ENTRIES SHOWN section start

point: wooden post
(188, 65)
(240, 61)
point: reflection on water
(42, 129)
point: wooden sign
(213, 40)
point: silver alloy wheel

ENTRIES SHOWN section end
ENTRIES SHOWN section start

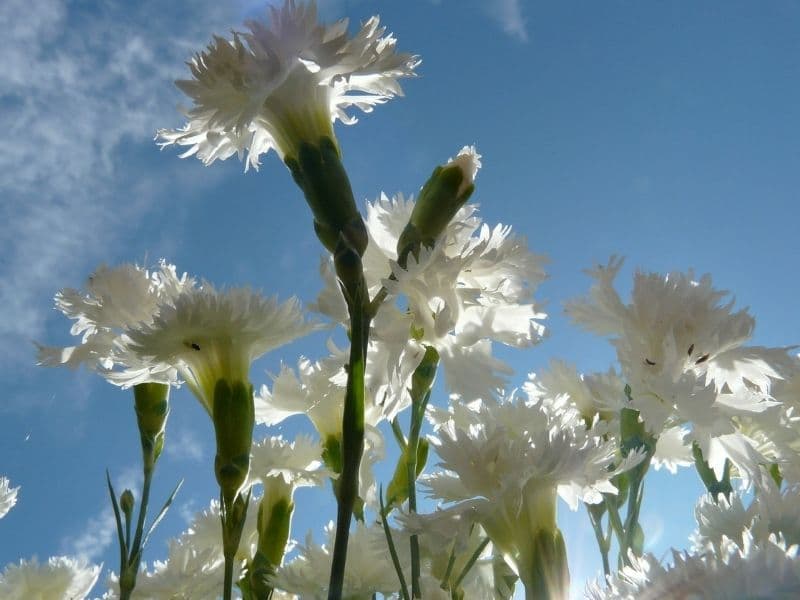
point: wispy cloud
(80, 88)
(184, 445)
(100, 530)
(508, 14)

ENTRIES SHOWN section end

> **TASK BRIEF**: Only one part of the material above is to be transcribed, namely the lines starting with the line that has "point: wooden post" and going on through the line that has "point: silver alloy wheel", exactly as they stand.

> **RESPONSE TO THIS TASK**:
point: wooden post
(188, 65)
(240, 61)
point: reflection on water
(42, 129)
point: wooden sign
(213, 40)
point: silver alloy wheel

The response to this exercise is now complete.